▼

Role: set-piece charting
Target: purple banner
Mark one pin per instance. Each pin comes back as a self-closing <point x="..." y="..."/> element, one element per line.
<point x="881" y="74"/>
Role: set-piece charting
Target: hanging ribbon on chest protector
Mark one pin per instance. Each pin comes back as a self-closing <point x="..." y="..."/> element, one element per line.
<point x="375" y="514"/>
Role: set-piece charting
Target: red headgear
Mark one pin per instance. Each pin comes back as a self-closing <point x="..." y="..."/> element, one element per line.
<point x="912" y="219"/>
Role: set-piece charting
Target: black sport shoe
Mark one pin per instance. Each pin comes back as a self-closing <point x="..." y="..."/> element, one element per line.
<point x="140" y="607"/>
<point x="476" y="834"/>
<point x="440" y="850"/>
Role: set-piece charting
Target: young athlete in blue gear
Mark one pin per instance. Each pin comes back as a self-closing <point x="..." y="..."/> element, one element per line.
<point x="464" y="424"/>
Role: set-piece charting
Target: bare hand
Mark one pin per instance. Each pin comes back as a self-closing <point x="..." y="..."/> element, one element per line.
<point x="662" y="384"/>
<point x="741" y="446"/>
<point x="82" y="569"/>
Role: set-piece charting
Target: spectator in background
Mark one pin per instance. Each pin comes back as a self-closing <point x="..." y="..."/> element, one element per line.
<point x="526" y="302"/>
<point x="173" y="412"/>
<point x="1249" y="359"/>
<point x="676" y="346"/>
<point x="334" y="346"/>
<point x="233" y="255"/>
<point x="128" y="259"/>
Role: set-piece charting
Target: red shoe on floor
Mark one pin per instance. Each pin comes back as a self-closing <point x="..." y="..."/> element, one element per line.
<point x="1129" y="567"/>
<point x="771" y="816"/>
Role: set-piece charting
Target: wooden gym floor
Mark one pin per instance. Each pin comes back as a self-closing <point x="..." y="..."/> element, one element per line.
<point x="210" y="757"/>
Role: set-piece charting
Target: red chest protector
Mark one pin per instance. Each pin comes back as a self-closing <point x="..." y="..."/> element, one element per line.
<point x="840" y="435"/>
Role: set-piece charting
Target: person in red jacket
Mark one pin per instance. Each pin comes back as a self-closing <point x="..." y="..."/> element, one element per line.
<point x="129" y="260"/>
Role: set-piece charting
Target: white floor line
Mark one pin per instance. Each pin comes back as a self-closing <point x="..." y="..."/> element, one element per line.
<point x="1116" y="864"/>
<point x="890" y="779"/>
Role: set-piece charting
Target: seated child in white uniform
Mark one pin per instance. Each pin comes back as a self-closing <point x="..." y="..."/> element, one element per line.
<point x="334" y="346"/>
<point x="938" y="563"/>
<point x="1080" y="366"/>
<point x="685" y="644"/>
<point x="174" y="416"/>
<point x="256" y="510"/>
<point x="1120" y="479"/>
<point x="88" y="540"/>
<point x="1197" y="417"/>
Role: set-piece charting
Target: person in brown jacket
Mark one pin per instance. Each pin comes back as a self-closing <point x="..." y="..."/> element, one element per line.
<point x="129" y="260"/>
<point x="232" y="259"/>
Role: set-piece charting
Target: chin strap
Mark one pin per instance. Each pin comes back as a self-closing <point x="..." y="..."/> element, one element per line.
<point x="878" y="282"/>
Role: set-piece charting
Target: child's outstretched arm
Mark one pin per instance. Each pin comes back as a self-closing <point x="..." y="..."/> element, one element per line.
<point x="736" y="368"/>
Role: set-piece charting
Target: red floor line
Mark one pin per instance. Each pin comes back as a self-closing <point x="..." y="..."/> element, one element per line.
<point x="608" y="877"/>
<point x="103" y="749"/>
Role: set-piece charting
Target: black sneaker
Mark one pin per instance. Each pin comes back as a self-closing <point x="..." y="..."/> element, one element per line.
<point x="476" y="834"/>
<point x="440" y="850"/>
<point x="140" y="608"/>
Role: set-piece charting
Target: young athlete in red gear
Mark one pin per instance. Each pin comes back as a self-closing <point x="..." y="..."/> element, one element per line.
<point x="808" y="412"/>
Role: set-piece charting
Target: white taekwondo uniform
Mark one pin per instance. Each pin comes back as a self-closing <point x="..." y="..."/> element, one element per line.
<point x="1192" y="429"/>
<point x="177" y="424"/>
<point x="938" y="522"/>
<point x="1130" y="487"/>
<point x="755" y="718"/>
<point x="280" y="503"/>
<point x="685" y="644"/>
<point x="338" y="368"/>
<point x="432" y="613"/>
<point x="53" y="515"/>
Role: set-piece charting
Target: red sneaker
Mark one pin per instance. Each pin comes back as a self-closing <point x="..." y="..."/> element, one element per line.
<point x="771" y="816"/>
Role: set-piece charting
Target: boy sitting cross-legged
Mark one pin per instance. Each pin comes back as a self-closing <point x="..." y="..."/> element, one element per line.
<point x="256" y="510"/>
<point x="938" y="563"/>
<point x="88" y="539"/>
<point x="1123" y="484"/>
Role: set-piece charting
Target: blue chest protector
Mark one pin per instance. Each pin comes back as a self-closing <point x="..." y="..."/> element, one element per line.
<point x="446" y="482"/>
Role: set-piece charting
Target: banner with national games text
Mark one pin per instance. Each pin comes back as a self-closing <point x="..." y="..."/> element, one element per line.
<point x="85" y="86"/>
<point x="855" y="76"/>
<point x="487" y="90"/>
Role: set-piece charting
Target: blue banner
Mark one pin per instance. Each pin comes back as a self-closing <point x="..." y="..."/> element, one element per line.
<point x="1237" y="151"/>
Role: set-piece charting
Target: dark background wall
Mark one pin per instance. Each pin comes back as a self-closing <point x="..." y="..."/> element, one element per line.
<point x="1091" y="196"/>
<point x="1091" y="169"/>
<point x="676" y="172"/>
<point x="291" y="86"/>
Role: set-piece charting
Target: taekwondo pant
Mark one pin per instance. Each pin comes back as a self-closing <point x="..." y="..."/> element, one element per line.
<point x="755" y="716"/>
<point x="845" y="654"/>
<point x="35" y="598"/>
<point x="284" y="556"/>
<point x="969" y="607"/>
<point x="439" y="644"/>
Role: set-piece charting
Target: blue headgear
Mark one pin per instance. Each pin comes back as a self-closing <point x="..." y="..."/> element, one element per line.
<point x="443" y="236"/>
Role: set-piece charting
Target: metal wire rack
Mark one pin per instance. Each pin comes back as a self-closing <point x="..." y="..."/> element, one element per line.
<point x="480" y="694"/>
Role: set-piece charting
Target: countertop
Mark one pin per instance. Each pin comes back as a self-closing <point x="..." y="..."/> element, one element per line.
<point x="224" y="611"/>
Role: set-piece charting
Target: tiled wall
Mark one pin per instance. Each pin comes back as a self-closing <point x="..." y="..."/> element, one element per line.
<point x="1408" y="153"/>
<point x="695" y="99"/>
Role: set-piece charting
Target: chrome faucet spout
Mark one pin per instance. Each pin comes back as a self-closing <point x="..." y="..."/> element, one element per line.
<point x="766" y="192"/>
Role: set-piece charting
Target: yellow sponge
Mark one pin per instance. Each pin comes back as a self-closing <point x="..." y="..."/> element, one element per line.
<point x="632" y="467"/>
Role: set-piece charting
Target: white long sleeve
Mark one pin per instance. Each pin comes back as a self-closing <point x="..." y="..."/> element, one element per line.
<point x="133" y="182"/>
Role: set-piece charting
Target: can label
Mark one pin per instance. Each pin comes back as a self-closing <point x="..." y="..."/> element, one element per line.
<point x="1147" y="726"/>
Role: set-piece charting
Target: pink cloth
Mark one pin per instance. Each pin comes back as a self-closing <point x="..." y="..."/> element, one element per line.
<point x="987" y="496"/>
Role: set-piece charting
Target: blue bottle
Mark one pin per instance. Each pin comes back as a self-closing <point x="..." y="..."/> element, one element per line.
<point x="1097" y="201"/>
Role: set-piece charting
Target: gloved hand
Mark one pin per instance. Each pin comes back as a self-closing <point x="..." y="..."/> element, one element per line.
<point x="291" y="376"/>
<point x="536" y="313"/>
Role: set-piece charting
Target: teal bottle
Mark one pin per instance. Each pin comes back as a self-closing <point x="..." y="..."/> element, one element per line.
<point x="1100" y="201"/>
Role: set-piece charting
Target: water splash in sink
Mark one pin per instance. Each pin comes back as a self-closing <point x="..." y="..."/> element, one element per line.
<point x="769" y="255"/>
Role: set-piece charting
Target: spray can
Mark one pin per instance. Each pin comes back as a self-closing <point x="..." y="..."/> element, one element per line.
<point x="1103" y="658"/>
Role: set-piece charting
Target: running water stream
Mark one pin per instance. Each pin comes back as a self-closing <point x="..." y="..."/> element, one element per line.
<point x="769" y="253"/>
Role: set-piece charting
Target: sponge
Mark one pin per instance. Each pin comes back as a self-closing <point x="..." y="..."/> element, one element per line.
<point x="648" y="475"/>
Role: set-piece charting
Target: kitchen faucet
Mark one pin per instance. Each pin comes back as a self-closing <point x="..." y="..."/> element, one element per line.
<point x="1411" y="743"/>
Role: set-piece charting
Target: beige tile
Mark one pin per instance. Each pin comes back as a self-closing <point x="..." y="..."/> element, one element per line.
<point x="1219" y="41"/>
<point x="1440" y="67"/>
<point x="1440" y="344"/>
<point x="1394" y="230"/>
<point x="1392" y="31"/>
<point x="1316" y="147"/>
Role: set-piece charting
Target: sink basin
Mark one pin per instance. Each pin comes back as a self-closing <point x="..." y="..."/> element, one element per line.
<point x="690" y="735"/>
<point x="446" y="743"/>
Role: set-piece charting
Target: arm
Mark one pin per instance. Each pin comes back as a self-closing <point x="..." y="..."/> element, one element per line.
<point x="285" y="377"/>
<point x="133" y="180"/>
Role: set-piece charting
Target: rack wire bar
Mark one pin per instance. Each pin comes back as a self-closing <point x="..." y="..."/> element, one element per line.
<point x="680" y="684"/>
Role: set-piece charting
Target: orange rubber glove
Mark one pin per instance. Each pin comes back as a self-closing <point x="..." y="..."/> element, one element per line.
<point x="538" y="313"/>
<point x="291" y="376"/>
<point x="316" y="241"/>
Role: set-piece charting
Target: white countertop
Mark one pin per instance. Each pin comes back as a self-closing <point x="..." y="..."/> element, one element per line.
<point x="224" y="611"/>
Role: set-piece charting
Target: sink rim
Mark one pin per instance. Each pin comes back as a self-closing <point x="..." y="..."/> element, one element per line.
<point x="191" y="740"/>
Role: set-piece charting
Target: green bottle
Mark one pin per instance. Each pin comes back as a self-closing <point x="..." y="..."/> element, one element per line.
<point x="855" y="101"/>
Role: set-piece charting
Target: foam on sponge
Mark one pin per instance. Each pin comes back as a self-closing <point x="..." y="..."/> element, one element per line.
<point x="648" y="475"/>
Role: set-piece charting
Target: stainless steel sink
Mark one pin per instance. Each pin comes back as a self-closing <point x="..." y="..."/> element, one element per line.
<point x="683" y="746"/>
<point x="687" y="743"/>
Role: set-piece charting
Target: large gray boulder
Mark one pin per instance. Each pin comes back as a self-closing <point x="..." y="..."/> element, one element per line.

▲

What you are asked to do
Where the listing above has a line with "Target: yellow sponge", start there, and output every line exactly through the line with "Target: running water stream", which is also included.

Output of the task
Target: yellow sponge
Mark one pin per instance. Each pin comes back as a self-closing <point x="..." y="..."/> element, one element per line.
<point x="632" y="467"/>
Role: set-piece charting
Target: white long sleeve
Mark one pin per instance. Each pin comes back as a self-closing <point x="..." y="..."/> element, one element per line.
<point x="133" y="182"/>
Role: set-piece charting
Target: can label
Mark one pin per instance. Each pin comes back as a self-closing <point x="..." y="..."/> element, one element per line.
<point x="1147" y="726"/>
Role: set-piece charting
Target: pink cloth
Mark one pin per instance. Each pin comes back as a self-closing <point x="..." y="..."/> element, one element per line.
<point x="987" y="496"/>
Role: set-piece charting
Target: blue bottle
Mark one pin per instance. Each pin comes back as a self-closing <point x="..." y="..."/> element, one element per line.
<point x="1097" y="201"/>
Role: set-piece charting
Target: gloved hand
Mark one pin per instance. Each pin comes back as a self-closing <point x="..." y="..."/> element, one element per line.
<point x="291" y="376"/>
<point x="536" y="313"/>
Role: set-piece charting
Target: teal bottle
Mark one pin per instance. Each pin comes back as a self-closing <point x="..." y="..."/> element, one element per line.
<point x="1100" y="201"/>
Role: set-piece charting
Target: water splash in sink
Mark one pin per instance. Each pin comes back as a self-closing <point x="..." y="..."/> element, one element per line.
<point x="769" y="255"/>
Role: set-piece charting
Target: spray can
Mark one pin per instance. Each pin comes back as a self-closing <point x="..." y="..."/> element, one element per line.
<point x="1103" y="658"/>
Role: set-piece charting
Target: running water stream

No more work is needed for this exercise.